_ABOUT THIS EXERCISE_. Consider the listing below. Extract exactly the lines from the line containing "Target: white wall" to the line containing "(format x=393, y=302)", both included.

_MATERIAL FOR THE TASK_.

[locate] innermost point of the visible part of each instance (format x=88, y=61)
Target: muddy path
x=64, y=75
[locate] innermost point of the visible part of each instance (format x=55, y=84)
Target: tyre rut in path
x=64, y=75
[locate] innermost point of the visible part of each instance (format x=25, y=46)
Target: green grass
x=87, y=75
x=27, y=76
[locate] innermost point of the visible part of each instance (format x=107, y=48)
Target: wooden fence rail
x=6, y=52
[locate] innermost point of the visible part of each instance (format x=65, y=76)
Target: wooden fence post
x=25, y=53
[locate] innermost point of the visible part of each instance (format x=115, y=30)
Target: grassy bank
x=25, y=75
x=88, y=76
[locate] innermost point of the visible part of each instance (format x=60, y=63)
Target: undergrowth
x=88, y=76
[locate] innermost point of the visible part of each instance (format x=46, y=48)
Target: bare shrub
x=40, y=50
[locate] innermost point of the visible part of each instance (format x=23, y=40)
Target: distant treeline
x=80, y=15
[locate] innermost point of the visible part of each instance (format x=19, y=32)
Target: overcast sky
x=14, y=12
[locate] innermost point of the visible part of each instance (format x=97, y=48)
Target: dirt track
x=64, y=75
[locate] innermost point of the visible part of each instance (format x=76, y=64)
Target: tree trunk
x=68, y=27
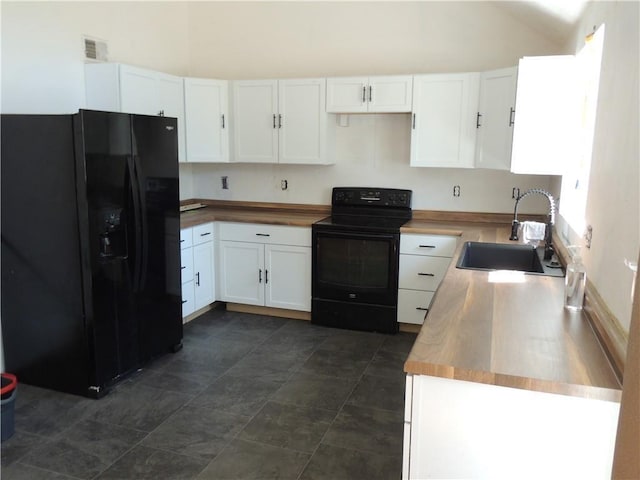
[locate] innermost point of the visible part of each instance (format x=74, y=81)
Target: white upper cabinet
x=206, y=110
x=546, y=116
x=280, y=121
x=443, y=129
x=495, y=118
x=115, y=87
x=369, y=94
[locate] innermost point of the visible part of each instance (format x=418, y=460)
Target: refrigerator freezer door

==

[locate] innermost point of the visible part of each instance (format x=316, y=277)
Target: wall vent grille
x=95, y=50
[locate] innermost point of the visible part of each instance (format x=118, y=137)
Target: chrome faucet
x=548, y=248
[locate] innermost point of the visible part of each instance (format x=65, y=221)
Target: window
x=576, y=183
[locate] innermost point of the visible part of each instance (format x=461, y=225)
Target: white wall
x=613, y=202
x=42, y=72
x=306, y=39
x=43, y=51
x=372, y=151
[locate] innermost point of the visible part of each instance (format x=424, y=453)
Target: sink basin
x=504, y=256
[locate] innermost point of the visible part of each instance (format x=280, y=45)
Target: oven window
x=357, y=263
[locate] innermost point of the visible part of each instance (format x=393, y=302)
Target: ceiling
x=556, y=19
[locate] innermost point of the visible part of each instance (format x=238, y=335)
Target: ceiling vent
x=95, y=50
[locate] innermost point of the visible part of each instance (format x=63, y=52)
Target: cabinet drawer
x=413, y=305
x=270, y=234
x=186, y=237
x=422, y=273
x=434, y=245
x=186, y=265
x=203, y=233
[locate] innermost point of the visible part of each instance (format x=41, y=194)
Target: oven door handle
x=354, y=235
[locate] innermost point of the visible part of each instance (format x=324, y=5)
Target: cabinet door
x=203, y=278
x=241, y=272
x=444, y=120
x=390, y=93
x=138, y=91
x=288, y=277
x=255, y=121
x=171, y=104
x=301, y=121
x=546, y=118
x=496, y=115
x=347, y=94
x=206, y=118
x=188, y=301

==

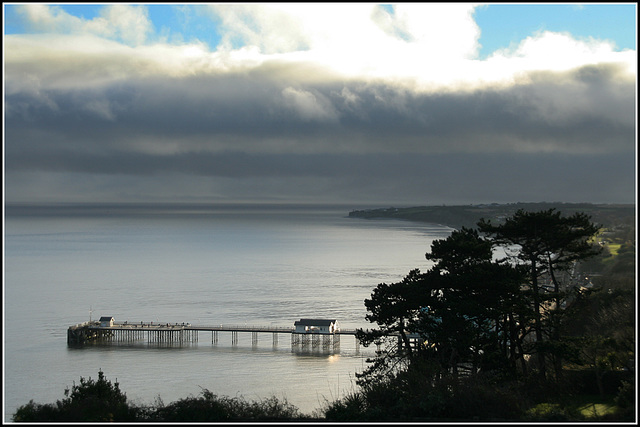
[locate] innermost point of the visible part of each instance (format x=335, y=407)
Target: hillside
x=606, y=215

_RESPONSE AREA_.
Target: white wall
x=613, y=202
x=42, y=72
x=306, y=39
x=43, y=51
x=372, y=151
[locate] innermost point of the visible part of each instance (format x=424, y=453)
Target: sink basin
x=504, y=256
[locate] innermost point of the visible part of each instance (format x=280, y=45)
Target: oven window
x=357, y=263
[locate] innermost point of the visible part of each instance (format x=393, y=302)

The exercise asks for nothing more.